## SUPPLIED PASSAGE:
The Getty restores historic works free of cost to the institutions in exchange for being able to exhibit the restored works before returning them.
In 2019, the UA sent “Woman-Ochre” to the Getty and Ulrich Birkmaier, the Getty’s senior conservator of painting.
Birkmaier said that judging from the extensive damage to the painting, the thieves were unaware that the painting had a secondary canvas that was used to reinforce the original canvas after it was damaged in 1974. When the thief cut the painting from its frame, they likely expected the painting to slide easily from the frame, “but it was still attached to something,” Birkmaier said, describing the theft as an act of violence.
“They must have been miffed by the fact that it was not coming out of the frame,” he said. “When they cut into the painting, they didn’t realize it was adhered to that secondary canvas. They simply pulled the de Kooning canvas off that secondary canvas. By ripping it off, they caused all these horizontal lines where the paint flaked off where it was ripped off that secondary canvas.”
That was the first issue that Birkmaier and Tom Learner, senior scientist and head of the Getty Conservation Institute, had to address. They also had to reattach the painting’s original borders to the canvas. The UA museum had kept the original frame all those years with the canvas remnants still intact, which made the Getty’s job a little easier, Birkmaier said.
“Thankfully Arizona kept that,” he said.
The Getty began the restoration in spring 2019 but was delayed a year due to the pandemic. In all it took two years and hundreds of man hours that included remarrying the cutout canvas to its original borders and painstakenly inpainting the areas where the original paint had flaked.
The famed Getty Museum restored the famous painting that was stolen from the UA Museum of Art in 1985.
The work was finished in May and went on display in the Los Angeles museum from June through Aug. 28.
“Just like with the Jackson Pollock Mural, the painting that was restored at the Getty some years ago, these conservation exhibitions are one of the more popular exhibitions in the museums,” Birkmaier said “Part of the excitement is also due to the crazy story of the theft and the recovery. We are just so happy that we are able to bring it back to life basically. It looked pretty sad when it first came to the Getty.”
Exhibition space ready to display Willem de Kooning’s “Woman-Ochre” at University of Arizona Museum of Art. The painting will soon displayed in public for the first time since being stolen 37 years ago.

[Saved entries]
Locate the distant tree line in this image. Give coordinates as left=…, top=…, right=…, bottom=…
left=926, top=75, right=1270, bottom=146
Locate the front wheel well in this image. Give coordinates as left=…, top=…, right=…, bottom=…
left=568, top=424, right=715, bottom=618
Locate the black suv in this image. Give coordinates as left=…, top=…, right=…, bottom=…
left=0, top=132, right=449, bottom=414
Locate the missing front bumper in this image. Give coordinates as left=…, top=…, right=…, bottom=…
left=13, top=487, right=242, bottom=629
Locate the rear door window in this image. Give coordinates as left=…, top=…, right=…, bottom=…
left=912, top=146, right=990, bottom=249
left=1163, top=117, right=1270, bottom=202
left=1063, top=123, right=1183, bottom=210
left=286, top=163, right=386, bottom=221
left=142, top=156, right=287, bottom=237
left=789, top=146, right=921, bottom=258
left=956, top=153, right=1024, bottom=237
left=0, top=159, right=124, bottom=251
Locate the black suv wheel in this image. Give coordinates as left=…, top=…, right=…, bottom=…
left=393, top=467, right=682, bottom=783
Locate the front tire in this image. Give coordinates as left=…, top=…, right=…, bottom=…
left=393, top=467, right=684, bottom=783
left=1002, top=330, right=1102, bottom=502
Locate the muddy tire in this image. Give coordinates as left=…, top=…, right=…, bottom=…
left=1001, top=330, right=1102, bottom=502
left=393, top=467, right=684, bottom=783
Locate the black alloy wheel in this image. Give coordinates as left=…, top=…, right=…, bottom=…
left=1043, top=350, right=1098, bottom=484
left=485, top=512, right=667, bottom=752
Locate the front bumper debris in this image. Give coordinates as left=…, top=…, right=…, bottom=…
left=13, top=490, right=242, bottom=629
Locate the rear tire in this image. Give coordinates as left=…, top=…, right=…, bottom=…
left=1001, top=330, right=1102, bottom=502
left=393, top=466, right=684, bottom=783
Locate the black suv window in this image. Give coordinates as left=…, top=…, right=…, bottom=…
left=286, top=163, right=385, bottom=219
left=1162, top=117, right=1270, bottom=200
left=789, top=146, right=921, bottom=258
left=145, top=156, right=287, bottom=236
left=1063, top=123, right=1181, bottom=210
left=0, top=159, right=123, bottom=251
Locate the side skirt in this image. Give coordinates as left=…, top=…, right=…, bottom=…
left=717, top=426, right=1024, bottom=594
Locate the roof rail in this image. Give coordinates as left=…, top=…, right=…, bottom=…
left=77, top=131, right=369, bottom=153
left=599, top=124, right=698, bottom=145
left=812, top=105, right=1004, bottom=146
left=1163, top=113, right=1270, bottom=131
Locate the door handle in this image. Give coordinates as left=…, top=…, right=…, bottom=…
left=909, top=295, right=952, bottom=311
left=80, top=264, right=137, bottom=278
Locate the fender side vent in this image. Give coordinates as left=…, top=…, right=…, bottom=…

## APPLY WHAT YOU READ:
1 – According to the article on the restoration of "Woman-Ochre," how long did the Getty's restoration take in all?
2 – Reproduce the stretch of the article on the restoration of "Woman-Ochre" from "The Getty began" through "Art in 1985.".
3 – Carry on the article on the restoration of "Woman-Ochre" from the point at which it stops.

## ANSWERS TO EACH TASK:
1 – Two years

2 –
The Getty began the restoration in spring 2019 but was delayed a year due to the pandemic. In all it took two years and hundreds of man hours that included remarrying the cutout canvas to its original borders and painstakenly inpainting the areas where the original paint had flaked.
The famed Getty Museum restored the famous painting that was stolen from the UA Museum of Art in 1985.

3 –
Homecoming party
Willem de Kooning’s “Woman-Ochre” returned home to the UA Museum of Art after sunset on Sept. 14, under heavy-armed guard. By some published estimates, the painting is valued at $160 million, although Miller would not disclose its value.
This week the painting will be hung in the main gallery where it will be on display Oct. 8 through May 20; a special fundraising homecoming reception is planned for Friday, Oct. 7.
Next spring, the painting will be rehung in its original second floor space, where it had been since 1959.
Miller said the UA is taking extra security precautions throughout the exhibit and beyond, although she would not disclose details, though she confirmed it will now be kept inside a case.
Birkmaier and his associates and Van Auker and his partners will be on hand for the homecoming event and the exhibit’s opening. Miller said she also invited the Atlers’s nephew, but as of last week had not received an RSVP.
Birkmaier said he and his staff are thrilled to see the painting “returned to the public in Arizona in its rightful place.”
“It is probably the greatest story I’ve ever experienced pertaining to the restoration of a painting,” he said. “It is a bizarre story. I’m just very, very happy that we were able to play a small role in the recovery of the painting.
Van Auker and his partners have visited Tucson several times since returning the painting and “it never failed, whenever we were out shopping or something there was always someone who would recognize us. ‘You guys are the de Kooning guys, aren’t you’,” he said with a laugh.
To think he and his partners had a role in this bizarre story still strikes him as surreal.
“I think it’s going to be a movie, I really do,” he said. “I think it should be a movie because I am fascinated by it.”